Yang perlu dicatat, meski pemukulan terhadap isteri yang nusyuz boleh dilakukan sesuai kriteria di atas, namun akan lebih baik lagi jika pemukulan itu dihindari. Ini sesuai dengan Sabda Nabi, ”Dan tidak memukul adalah tindakan yang terbaik bagi kamu.” (HR. al-Bukhari)
4.      mengutus juru damai. Tahapan ini sebetulnya merupakan salah satu langkah untuk mengatasi syiqaaq, bukan sekedar nusyuz. Syiqaaq sendiri secara umum dapat dimengerti sebagai ”perselisihan yang tajam dan mengarah pada perceraian”, yaitu kondisi ketegangan yang biasanya merupakan kelanjutan dari nusyuz yang tidak tertanggulangi.

(Baris-baris dari kumpulan data)

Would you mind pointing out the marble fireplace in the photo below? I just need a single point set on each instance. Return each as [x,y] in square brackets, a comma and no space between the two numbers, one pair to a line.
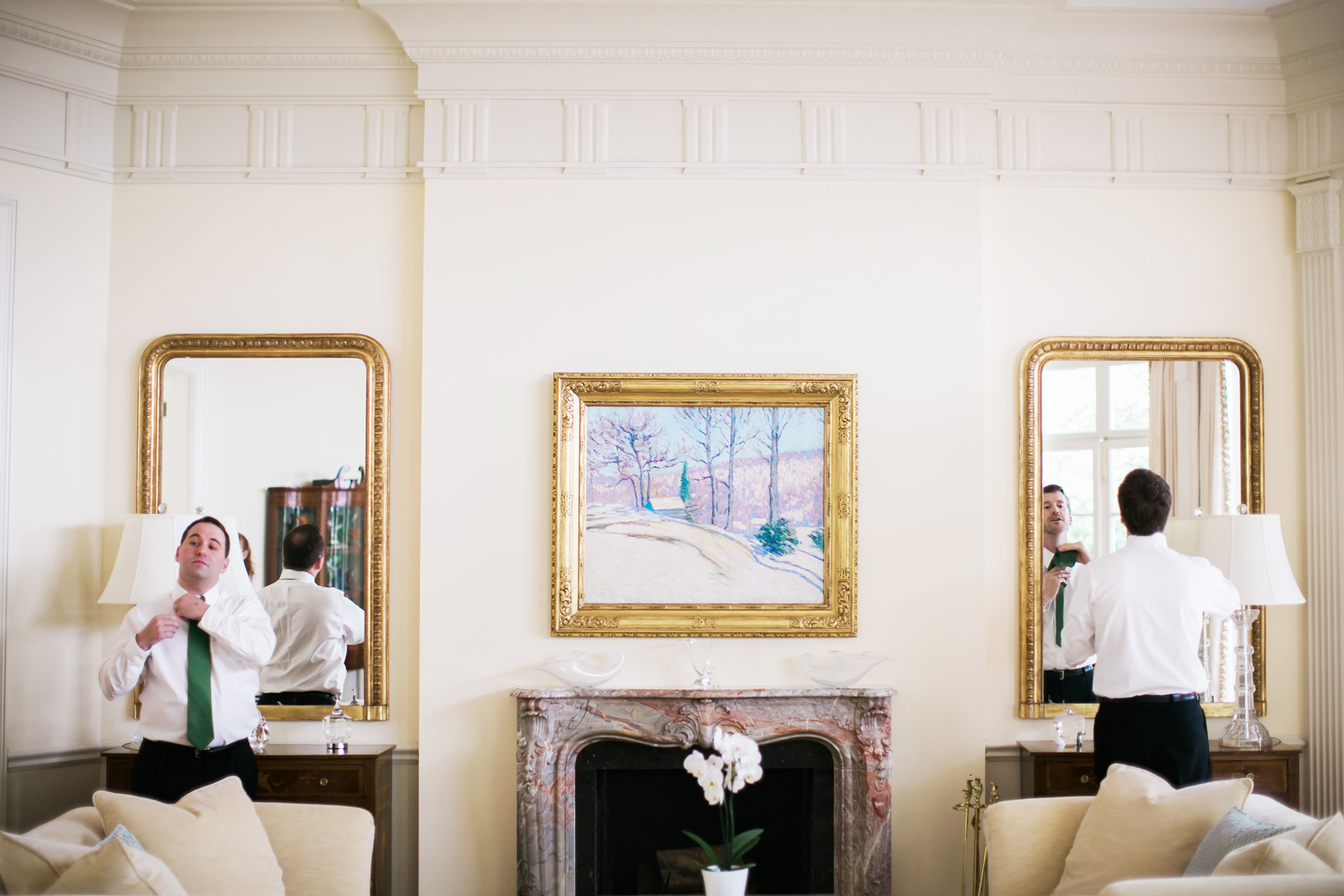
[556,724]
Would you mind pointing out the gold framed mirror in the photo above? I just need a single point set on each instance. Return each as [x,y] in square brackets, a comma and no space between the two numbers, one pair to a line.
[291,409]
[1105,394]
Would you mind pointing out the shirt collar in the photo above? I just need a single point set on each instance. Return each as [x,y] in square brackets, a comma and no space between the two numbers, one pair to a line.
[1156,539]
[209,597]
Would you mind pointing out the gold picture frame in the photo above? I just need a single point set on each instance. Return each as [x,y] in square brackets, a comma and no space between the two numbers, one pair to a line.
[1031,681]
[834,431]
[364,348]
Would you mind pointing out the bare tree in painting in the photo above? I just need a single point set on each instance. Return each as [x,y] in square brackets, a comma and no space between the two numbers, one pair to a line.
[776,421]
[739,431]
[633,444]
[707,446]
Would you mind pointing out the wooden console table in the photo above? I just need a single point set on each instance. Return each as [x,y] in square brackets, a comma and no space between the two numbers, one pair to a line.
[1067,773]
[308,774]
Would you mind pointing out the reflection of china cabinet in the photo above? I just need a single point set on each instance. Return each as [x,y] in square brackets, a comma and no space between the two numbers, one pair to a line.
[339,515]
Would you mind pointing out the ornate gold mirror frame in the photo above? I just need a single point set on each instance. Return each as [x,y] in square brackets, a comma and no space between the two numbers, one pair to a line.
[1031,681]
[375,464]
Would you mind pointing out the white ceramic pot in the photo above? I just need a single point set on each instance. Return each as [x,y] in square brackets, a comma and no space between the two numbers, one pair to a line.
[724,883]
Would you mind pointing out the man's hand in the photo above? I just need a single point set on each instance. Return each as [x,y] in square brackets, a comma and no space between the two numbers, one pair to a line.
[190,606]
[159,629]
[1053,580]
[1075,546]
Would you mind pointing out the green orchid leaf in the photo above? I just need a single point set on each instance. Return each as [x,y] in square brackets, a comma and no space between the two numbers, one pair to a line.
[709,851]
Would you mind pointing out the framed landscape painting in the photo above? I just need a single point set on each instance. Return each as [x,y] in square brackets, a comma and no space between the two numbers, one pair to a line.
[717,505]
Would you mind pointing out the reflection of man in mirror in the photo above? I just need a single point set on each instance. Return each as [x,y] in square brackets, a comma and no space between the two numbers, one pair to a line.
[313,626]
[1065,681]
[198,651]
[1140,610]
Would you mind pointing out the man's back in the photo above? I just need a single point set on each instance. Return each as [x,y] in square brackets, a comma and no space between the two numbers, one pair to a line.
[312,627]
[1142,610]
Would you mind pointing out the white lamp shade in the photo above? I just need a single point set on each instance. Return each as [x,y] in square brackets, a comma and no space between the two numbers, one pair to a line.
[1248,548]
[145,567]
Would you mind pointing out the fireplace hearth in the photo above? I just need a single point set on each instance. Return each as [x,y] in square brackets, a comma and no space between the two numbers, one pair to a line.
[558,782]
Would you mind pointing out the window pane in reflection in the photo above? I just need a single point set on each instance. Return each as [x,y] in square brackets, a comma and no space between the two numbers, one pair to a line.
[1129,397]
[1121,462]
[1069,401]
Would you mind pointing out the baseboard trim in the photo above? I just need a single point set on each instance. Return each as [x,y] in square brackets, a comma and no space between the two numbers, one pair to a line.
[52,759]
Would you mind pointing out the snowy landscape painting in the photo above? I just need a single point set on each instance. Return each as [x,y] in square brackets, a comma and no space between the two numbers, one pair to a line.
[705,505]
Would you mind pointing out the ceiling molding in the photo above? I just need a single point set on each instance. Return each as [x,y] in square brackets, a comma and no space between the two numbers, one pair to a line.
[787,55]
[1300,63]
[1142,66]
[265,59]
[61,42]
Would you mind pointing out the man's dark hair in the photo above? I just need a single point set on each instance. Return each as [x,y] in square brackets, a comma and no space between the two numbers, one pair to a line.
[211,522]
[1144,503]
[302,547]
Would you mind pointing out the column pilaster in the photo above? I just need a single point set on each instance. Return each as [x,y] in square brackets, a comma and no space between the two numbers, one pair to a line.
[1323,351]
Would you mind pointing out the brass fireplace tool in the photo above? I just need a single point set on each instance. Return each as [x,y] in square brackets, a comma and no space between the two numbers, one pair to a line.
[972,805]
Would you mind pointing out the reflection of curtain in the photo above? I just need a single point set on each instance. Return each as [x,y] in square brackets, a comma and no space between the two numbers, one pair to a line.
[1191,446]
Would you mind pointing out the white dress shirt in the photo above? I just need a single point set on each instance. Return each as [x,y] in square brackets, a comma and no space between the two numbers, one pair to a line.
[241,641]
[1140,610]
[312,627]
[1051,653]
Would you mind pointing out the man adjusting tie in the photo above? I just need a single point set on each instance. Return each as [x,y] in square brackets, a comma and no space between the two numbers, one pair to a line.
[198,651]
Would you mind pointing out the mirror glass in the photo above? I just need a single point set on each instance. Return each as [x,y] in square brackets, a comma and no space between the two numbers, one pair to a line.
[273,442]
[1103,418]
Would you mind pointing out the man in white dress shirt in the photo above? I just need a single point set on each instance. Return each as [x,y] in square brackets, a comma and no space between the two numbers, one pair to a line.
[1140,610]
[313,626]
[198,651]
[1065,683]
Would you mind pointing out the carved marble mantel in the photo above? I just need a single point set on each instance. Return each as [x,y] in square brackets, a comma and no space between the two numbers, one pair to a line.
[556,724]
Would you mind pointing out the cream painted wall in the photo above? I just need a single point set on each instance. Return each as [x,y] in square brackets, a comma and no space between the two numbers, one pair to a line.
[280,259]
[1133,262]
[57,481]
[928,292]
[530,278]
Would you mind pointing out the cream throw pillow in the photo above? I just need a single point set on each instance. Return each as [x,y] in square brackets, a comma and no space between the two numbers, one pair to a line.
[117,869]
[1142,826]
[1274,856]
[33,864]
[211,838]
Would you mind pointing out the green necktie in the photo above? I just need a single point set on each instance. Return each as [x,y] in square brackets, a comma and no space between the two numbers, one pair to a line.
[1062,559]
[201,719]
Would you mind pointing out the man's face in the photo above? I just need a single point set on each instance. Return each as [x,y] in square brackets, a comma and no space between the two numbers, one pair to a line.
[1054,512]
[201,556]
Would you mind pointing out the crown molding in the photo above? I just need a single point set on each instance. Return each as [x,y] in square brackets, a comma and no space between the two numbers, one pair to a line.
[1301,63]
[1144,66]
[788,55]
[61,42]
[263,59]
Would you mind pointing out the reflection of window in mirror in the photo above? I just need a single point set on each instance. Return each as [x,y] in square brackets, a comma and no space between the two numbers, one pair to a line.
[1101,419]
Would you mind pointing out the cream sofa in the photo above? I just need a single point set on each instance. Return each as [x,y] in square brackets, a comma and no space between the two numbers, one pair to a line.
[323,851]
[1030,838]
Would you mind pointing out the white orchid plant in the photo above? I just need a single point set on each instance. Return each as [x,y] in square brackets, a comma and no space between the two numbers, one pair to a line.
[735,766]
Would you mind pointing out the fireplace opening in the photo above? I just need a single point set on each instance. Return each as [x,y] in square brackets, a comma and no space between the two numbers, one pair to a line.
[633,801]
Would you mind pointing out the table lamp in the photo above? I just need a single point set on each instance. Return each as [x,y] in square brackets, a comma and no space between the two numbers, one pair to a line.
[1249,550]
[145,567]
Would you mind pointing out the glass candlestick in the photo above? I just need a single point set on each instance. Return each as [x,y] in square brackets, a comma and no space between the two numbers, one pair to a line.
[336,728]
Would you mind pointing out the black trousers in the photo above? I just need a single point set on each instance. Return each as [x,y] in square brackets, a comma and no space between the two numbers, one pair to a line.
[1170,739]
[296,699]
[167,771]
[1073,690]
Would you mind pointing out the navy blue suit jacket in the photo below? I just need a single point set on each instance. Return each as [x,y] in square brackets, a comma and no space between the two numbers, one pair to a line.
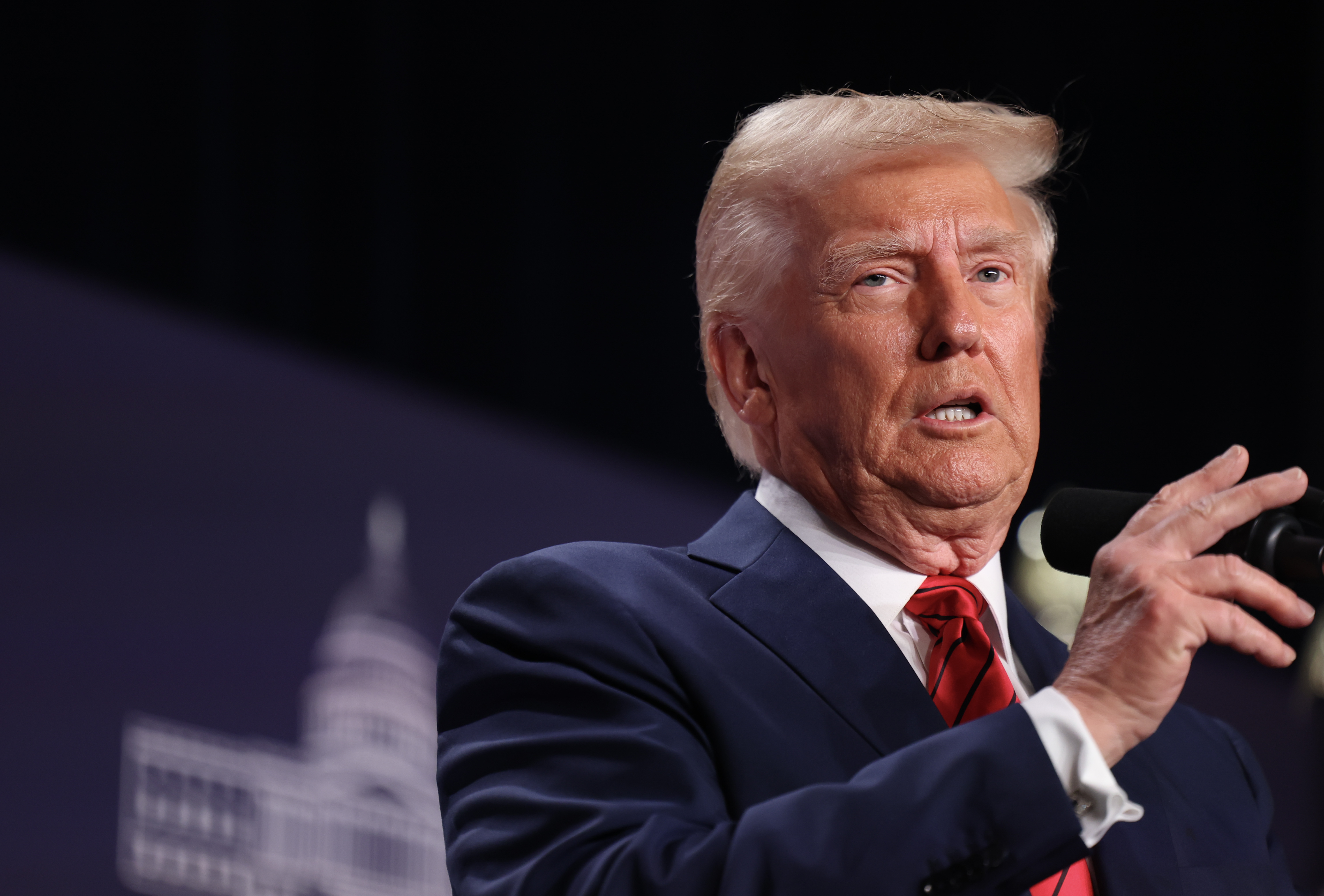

RINCIAN LATIHAN: Teruskan teks tentang penanganan nusyuz dan syiqaaq, dimulai sesudah kalimat terakhirnya.

JAWABAN AKHIR:
وَإِنْ خِفْتُمْ شِقَاقَ بَيْنِهِمَا فَابْعَثُوا حَكَمًا مِنْ أَهْلِهِ وَحَكَمًا مِنْ أَهْلِهَا إِنْ يُرِيدَا إِصْلَاحًا يُوَفِّقِ اللَّهُ بَيْنَهُمَا ۗ إِنَّ اللَّهَ كَانَ عَلِيمًا خَبِيرًا
Firman Allah, ”Kemudian jika kamu menghawatirkan perselisihan antara keduanya, hendaknya kamu mengutus hakam (juru damai) dari keluarga laki-laki dan hakam dari keluarga perempuan. Jika keduanya menginginkan berdamai, niscaya Allah akan memberi taufik di antara keduanya. Sesungguhnya Allah Maha Mengetahui dan Maha Mengenal ” (QS. an-Nisaa’, 4: 35).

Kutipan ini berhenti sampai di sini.